INSTRUCTIONS FOR THE TASK:
Can you copy out the data exactly? Leave the images out.

===

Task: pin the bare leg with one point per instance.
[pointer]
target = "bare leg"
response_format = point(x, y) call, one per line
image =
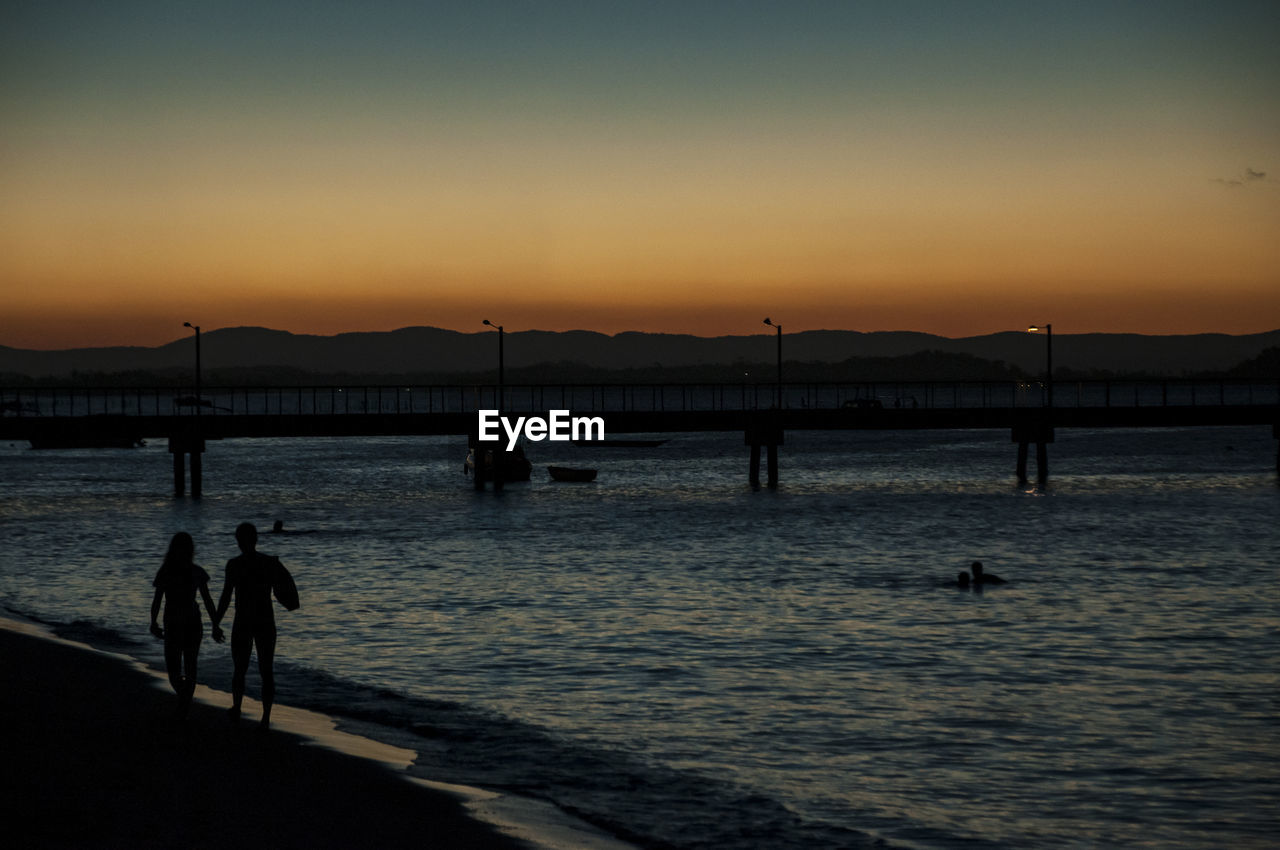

===

EXERCISE RESULT:
Task: pin the bare leg with one point per instance.
[pointer]
target = "bare leg"
response_format = point(x, y) call, one per line
image =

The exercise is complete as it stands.